Each record is to be repeated exactly as it stands below.

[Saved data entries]
<<<<
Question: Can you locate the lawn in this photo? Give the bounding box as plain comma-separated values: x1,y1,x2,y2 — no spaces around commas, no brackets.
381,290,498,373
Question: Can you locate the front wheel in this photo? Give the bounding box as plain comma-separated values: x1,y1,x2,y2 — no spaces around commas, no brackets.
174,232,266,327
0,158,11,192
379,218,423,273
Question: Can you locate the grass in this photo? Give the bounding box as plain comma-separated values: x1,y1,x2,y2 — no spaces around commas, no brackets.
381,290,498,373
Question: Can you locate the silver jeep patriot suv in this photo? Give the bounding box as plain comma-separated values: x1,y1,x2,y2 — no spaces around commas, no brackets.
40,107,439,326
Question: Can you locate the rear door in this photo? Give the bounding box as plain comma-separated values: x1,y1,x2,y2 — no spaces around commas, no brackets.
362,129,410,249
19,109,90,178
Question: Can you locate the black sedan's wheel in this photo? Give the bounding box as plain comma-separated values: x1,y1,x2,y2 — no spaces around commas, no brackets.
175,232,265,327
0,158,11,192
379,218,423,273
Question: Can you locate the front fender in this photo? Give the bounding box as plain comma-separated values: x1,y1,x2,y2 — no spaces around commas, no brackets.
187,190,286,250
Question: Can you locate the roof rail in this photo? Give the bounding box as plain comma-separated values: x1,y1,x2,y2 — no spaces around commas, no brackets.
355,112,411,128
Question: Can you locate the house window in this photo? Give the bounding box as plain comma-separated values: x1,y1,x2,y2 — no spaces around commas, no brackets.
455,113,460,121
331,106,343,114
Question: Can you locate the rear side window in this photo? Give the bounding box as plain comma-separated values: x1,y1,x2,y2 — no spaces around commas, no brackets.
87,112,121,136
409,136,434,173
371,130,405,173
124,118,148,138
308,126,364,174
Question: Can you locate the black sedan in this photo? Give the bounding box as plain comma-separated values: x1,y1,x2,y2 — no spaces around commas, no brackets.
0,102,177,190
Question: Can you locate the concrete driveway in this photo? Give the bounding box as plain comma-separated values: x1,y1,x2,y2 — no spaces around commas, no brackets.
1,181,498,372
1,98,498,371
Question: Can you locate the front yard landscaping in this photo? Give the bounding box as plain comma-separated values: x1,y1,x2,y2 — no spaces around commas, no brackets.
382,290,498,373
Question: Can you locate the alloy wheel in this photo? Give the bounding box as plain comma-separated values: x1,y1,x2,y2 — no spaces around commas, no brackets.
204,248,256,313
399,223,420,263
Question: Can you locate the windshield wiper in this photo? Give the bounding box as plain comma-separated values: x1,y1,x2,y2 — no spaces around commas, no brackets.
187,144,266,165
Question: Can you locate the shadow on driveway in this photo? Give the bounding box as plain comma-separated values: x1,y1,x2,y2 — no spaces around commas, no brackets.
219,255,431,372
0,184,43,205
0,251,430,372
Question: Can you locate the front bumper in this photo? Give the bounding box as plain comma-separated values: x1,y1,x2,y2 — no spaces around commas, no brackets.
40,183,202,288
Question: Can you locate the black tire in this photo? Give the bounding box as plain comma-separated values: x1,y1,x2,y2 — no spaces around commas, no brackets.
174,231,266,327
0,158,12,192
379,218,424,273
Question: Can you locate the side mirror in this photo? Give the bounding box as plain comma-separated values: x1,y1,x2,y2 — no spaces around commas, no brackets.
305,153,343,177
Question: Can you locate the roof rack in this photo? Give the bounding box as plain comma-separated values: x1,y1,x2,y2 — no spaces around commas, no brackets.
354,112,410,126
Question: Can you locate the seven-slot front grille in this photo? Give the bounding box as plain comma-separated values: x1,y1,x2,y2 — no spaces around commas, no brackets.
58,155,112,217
>>>>
Written response →
Question: Can you locate the lawn in this photo? Give the bounding box as plain comma-separated values: x1,y1,x2,y2 — no spaces around commas, no brackets.
381,290,498,373
Question: Can you locate the front wheel in this photo? Give the bounding box as plain comma-separated values: x1,y1,x2,y2 — no spaces around commas, no brackets.
174,232,266,327
0,158,11,192
379,218,423,273
Question: Can you locate the grass in this photo? Give the bounding box as plain comma-separated values: x1,y1,x2,y2 — no spaces around commas, no brackets.
381,290,498,373
Question: Can you locate the silver jeep patriot suv in this photo? Give the bounding box as plain comma-separated values: x1,y1,x2,y2 — no spaces around commas, no brackets.
40,107,439,326
Question: Can you locate the rear door in this photo? Give the bounding box as plain comma-separated values: x1,y1,x2,y2 — no spaces around commas, no brackets.
362,129,410,249
19,109,90,178
Question: Can you locate the black sedan's wheel in this photo? Give the bounding box as plain comma-separated values: x1,y1,x2,y2 — no spaces around commas, no brackets.
175,232,265,327
0,158,11,192
379,218,423,273
Question: Can you locate the front fender in this photo? Give the bounding box as plain comma-separated values: x1,y1,x2,y2 — no spaces around commas, no brackets.
187,190,286,250
Question: Can you locate the roof rail in this photo? Give the bounding box as plain comma-separated values: x1,y1,x2,y2 — no spaces around commas, no brackets.
355,112,411,128
Question: Can you locate the house window in this photo? Give the bounding box as plain comma-separated values: x1,y1,x2,y2 — no spaces around commas, no brackets.
455,113,460,121
331,106,343,114
Question: Can you locate the rear side window in this photo? Give the bounding box as plain comma-separated values: x1,y1,x2,y2 — no spaces around commas, no brackets.
87,112,121,136
409,136,434,173
371,130,405,173
124,118,148,138
308,126,364,174
Question: Can you locate the black sedan in this photo? Give the bounding box as plain comma-separated values: x1,y1,x2,y2 — no spaces around commas, no brackets.
0,102,177,190
Question: Can you locate the concrete driveway in this photo? Give the bounding box as plain comma-separated values: x1,y1,x2,y2 — no spaces around commas, no brackets.
1,181,498,372
1,98,498,371
Question: Can you locate the front yard landscaping in this photo? Give the bounding box as plain comma-separated values: x1,y1,x2,y2 — no spaces around commas, no brackets.
382,290,498,373
Question: Can you locate the alloy wheel in this photo? Give the bounding box as plain comma-separated values: x1,y1,x2,y2 — no spaces around commas, no brackets.
204,248,256,313
399,223,420,263
Question: Can you locate the windshield wiper in this photo? Give the bounding box as plain comma-separated values: x1,y1,x2,y2 — no spaces around commas, no brackets.
187,144,266,165
Question: Can you locate the shadow on driveway in this photo? Give the bounding box as plain comma-separated values: x1,y1,x2,y2 — no spaces around commas, no brackets.
219,255,431,372
0,184,43,205
0,251,430,372
Question: Can you locate the front bumper in this photo? Give the bounding box as plain comma-separated values: x1,y1,x2,y2 — no spaces around commas, no brackets.
40,183,202,288
Question: Can you locate the black tire in this photo? Give the bounding box as plain comma-separated values: x1,y1,x2,y2 — no spaces around commas, no brackets.
174,231,266,327
0,158,12,192
379,218,424,273
Question: Can you locate the side mirror in this photo? Give the bounding box as plain comma-separated values: x1,y1,x2,y2 — no spaces around commas, no brackets.
305,153,343,177
Question: Can you locate the roof rack in this photo? Give the bounding box as plain comma-separated values: x1,y1,x2,y2 — no spaces around commas, no brackets.
354,112,410,126
Question: Can you locate the seven-slot front grille in this photo? Give the bounding box as plain comma-separated values: x1,y1,x2,y2 — no spaces around commas, no brackets.
58,155,112,217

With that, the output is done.